◆ TASK TO COMPLETE
Change "white shirt cuff" to "shirt collar" in everything from the line containing "of the bride's" down to the end of the data, and give those lines again with nothing else altered.

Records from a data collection

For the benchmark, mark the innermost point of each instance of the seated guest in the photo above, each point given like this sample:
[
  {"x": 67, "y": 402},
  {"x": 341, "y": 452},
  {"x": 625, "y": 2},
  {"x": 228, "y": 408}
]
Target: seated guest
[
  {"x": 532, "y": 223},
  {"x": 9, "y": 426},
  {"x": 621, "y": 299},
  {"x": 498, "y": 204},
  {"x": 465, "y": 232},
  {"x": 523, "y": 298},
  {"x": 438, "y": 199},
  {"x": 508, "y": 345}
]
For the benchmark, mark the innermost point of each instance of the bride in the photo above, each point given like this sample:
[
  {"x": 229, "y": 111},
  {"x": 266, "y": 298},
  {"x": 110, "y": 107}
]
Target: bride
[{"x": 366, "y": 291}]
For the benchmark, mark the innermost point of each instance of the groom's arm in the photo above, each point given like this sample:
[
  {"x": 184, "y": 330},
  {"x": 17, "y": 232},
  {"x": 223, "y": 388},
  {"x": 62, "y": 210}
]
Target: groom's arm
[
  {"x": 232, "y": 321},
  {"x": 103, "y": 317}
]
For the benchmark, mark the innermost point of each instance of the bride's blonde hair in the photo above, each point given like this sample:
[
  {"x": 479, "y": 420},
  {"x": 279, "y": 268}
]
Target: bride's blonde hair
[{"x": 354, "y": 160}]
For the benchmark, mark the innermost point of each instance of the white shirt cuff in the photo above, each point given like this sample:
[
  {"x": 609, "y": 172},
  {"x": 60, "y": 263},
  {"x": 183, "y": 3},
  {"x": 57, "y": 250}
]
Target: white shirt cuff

◆ REPLY TO THE TASK
For the benchmark, mark the innermost point of each instance of the bride's blonde hair in the photo above, each point given like this sample:
[
  {"x": 479, "y": 420},
  {"x": 279, "y": 268}
]
Target: bride's blonde hair
[{"x": 354, "y": 160}]
For the benchmark, mark the innermost point of each instance of the shirt collar in the photo above, each point given like this sample:
[
  {"x": 609, "y": 172},
  {"x": 60, "y": 263},
  {"x": 183, "y": 3},
  {"x": 57, "y": 250}
]
Target: shirt collar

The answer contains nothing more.